(Available data begins)

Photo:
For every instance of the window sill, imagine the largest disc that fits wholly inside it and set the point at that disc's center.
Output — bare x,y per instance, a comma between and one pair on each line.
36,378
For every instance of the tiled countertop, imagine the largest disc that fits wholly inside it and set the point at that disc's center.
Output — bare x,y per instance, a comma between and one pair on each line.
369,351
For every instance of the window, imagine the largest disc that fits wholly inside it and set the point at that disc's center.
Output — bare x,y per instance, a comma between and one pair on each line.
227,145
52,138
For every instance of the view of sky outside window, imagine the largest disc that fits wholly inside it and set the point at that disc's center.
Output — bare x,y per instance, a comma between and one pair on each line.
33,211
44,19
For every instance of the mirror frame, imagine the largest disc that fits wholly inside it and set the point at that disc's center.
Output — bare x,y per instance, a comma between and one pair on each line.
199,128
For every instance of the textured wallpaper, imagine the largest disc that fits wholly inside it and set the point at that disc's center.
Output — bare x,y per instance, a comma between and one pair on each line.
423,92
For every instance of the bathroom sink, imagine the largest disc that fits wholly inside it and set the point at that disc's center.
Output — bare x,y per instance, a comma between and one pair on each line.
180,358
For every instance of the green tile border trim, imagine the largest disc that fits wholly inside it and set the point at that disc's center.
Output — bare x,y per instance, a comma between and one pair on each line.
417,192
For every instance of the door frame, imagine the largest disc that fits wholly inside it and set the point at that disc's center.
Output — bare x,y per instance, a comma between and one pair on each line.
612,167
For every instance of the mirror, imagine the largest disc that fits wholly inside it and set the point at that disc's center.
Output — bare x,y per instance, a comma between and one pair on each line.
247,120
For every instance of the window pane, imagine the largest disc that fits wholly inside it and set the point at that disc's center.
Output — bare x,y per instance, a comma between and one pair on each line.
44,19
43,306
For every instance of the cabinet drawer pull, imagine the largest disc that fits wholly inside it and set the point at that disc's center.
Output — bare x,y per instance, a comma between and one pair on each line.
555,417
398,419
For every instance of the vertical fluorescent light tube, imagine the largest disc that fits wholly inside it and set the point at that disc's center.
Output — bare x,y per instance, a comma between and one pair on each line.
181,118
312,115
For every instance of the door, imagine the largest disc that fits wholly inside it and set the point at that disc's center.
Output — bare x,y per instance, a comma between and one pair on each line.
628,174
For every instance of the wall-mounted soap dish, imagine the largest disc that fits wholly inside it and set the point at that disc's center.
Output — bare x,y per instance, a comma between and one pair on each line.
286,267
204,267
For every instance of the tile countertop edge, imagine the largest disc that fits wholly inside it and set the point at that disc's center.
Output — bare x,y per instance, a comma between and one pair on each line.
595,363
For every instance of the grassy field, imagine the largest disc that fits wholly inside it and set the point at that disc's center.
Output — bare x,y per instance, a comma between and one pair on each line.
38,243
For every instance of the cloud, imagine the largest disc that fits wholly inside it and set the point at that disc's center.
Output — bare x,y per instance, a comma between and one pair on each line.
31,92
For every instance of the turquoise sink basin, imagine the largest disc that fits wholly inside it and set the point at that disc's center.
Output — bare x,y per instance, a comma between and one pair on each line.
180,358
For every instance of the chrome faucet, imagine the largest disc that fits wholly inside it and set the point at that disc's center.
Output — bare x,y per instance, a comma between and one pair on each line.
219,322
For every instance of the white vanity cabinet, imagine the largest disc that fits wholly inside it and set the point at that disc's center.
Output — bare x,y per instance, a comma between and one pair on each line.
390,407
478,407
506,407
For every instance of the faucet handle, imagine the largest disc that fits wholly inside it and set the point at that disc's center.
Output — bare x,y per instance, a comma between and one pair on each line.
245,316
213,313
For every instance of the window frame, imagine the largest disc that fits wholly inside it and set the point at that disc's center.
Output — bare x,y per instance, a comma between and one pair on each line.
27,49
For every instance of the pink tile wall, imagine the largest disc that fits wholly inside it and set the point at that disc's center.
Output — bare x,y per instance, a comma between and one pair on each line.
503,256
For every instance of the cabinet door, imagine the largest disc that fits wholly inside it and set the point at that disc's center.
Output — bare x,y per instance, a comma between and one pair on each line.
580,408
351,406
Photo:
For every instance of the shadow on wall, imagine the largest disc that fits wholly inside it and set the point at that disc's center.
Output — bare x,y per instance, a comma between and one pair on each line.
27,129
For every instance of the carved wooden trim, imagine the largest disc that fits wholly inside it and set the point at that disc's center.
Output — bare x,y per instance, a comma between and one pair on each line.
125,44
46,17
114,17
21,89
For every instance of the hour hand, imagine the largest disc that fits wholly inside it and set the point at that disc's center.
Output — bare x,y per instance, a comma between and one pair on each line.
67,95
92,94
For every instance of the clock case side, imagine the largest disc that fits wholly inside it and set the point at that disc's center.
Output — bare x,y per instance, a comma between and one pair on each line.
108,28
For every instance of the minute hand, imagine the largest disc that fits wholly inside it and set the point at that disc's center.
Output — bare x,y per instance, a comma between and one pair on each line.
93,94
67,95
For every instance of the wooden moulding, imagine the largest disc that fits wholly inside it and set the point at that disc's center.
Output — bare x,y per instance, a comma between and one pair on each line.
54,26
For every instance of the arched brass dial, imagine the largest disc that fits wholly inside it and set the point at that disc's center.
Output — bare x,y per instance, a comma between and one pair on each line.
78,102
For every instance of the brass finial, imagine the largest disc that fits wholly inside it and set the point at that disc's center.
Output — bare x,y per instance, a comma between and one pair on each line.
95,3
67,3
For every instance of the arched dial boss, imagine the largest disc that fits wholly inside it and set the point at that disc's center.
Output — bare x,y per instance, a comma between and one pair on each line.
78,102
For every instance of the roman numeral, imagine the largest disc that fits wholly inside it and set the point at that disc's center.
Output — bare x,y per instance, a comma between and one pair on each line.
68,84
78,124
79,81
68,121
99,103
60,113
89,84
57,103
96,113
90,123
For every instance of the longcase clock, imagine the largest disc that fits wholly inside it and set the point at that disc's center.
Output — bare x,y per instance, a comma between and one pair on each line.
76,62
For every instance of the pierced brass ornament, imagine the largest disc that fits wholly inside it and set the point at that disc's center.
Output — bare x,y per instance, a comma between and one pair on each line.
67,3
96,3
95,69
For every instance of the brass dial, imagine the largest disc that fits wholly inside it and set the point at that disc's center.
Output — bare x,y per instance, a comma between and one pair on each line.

(Available data ends)

## About this exercise
Scan the records for lines with the string "frame". Give the number of such lines and nothing else.

## Your response
3